Please put all of the material below into a JSON list of strings, with one string per line and no strings for blank lines. Leave the pictures out.

## BEGIN

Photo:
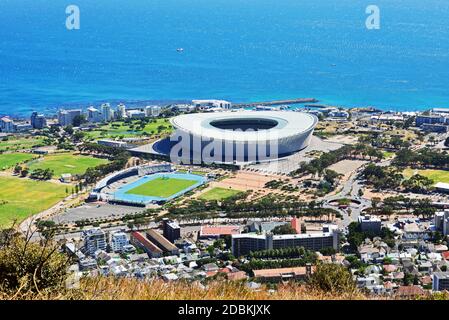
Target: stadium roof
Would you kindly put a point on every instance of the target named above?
(287, 124)
(214, 231)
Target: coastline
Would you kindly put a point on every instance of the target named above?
(313, 102)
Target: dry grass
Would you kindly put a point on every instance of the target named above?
(102, 288)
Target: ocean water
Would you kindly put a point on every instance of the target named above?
(238, 50)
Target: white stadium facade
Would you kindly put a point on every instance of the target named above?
(239, 137)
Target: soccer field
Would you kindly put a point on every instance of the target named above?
(435, 175)
(8, 160)
(13, 144)
(21, 198)
(162, 187)
(66, 163)
(218, 194)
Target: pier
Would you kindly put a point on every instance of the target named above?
(276, 102)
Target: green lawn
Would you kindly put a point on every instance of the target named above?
(8, 160)
(162, 187)
(218, 194)
(21, 198)
(388, 154)
(435, 175)
(14, 144)
(120, 129)
(66, 163)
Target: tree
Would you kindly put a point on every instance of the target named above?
(418, 184)
(284, 229)
(17, 169)
(69, 129)
(79, 120)
(333, 278)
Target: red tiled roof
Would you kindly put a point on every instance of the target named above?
(211, 273)
(219, 230)
(410, 291)
(239, 275)
(145, 242)
(296, 225)
(270, 273)
(389, 267)
(445, 255)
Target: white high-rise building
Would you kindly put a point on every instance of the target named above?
(65, 117)
(7, 125)
(106, 112)
(93, 115)
(153, 111)
(94, 239)
(118, 241)
(121, 111)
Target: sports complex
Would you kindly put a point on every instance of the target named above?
(237, 137)
(144, 185)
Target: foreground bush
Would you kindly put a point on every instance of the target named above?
(29, 267)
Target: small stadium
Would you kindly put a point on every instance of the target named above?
(145, 185)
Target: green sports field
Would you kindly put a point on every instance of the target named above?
(21, 198)
(121, 129)
(218, 194)
(8, 160)
(435, 175)
(162, 187)
(66, 163)
(14, 144)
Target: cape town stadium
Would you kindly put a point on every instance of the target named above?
(242, 136)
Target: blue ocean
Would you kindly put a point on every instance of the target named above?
(252, 50)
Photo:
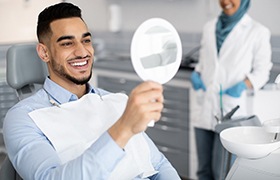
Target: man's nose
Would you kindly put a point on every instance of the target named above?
(81, 50)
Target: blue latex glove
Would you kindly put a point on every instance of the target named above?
(236, 90)
(197, 83)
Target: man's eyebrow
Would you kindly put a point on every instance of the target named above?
(64, 37)
(72, 37)
(86, 34)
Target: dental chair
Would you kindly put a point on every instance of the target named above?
(25, 72)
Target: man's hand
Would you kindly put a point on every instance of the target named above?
(145, 103)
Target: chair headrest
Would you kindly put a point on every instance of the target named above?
(24, 66)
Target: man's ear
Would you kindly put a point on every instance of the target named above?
(42, 51)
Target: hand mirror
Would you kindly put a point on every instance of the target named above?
(156, 50)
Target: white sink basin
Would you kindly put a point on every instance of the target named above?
(249, 141)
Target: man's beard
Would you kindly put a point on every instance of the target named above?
(61, 71)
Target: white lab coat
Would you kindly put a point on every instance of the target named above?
(246, 52)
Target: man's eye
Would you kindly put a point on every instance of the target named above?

## END

The answer:
[
  "Photo:",
  "Target: stadium roof",
  "Would you kindly put a point on every instance of the target named above?",
  "(287, 124)",
  "(214, 231)",
  "Target: coastline",
  "Would you kindly put a point on every instance of the target named above?",
  "(313, 102)",
  "Target: dry grass",
  "Would you kindly put a point on every instance of the target named above?",
  "(102, 288)",
  "Target: ocean water",
  "Would you kindly put a point on every instance of the target named above?",
  "(238, 50)",
  "Target: white stadium facade",
  "Would you kindly put a point on every instance of the target named above?",
  "(239, 137)",
  "Target: soccer field",
  "Would you kindly put a point on every instance of the target named above?",
  "(435, 175)",
  "(8, 160)",
  "(13, 144)",
  "(21, 198)",
  "(162, 187)",
  "(66, 163)",
  "(218, 194)",
  "Target: pier",
  "Would you kindly put a point on every instance of the target named above?",
  "(276, 102)",
  "Target: green lawn",
  "Would you kindly put a point on every instance of the target named above?",
  "(8, 160)",
  "(162, 187)",
  "(218, 194)",
  "(21, 198)",
  "(388, 154)",
  "(435, 175)",
  "(14, 144)",
  "(120, 129)",
  "(66, 163)",
  "Target: tree",
  "Would you kindly put a point on every instance of the target named above?",
  "(418, 184)",
  "(284, 229)",
  "(17, 169)",
  "(69, 129)",
  "(79, 120)",
  "(333, 278)",
  "Target: red tiled roof",
  "Would you kindly put a point on every instance of the target named above?",
  "(211, 273)",
  "(219, 230)",
  "(410, 291)",
  "(239, 275)",
  "(145, 242)",
  "(296, 225)",
  "(270, 273)",
  "(389, 267)",
  "(445, 255)",
  "Target: white high-rise building",
  "Would you kindly put a point on every instance of the target named above?",
  "(65, 117)",
  "(7, 125)",
  "(106, 112)",
  "(93, 115)",
  "(153, 111)",
  "(94, 239)",
  "(118, 241)",
  "(121, 111)",
  "Target: sports complex",
  "Would you kindly put a point on every instance of the target named above?",
  "(237, 137)",
  "(144, 185)",
  "Target: foreground bush",
  "Would you kindly put a point on every instance of the target named above?",
  "(29, 267)",
  "Target: small stadium",
  "Would you kindly put a point on every instance of the target named above?",
  "(145, 185)",
  "Target: green sports field",
  "Would you kindly put a point on every instance of the target named above?",
  "(21, 198)",
  "(121, 129)",
  "(218, 194)",
  "(8, 160)",
  "(435, 175)",
  "(162, 187)",
  "(66, 163)",
  "(14, 144)",
  "Target: cape town stadium",
  "Would you kindly put a point on every instance of the target named above?",
  "(242, 136)",
  "Target: blue ocean",
  "Would you kindly put a point on every instance of the target named above?",
  "(252, 50)",
  "Photo:",
  "Target: man's nose",
  "Would you kindly put a point on every instance of the target named above?",
  "(81, 50)",
  "Target: blue latex glove",
  "Would you kindly put a point on every instance of the target named above?",
  "(236, 90)",
  "(197, 83)",
  "Target: man's eyebrow",
  "Would you kindly put a point on every instance of the target named above?",
  "(64, 37)",
  "(72, 37)",
  "(86, 34)",
  "Target: dental chair",
  "Would you kindly put a point on every instance of the target named above?",
  "(25, 72)",
  "Target: man's hand",
  "Would you kindly put a point on every instance of the target named above?",
  "(145, 103)",
  "Target: chair headrest",
  "Would you kindly put a point on every instance of the target named above?",
  "(24, 66)",
  "Target: man's ear",
  "Would you kindly put a point on every instance of the target named above?",
  "(42, 51)",
  "Target: hand mirror",
  "Would you kindly put a point on every instance of the target named above?",
  "(156, 50)",
  "Target: white sink basin",
  "Would you kindly put a point on every instance of the target named above?",
  "(249, 141)",
  "Target: man's beard",
  "Would you kindly put a point on every instance of the target named above?",
  "(61, 71)",
  "Target: white lab coat",
  "Would you kindly put a point on every instance of the target named above?",
  "(246, 52)",
  "Target: man's eye",
  "Would you kindly put a point on every instance of the target named above?"
]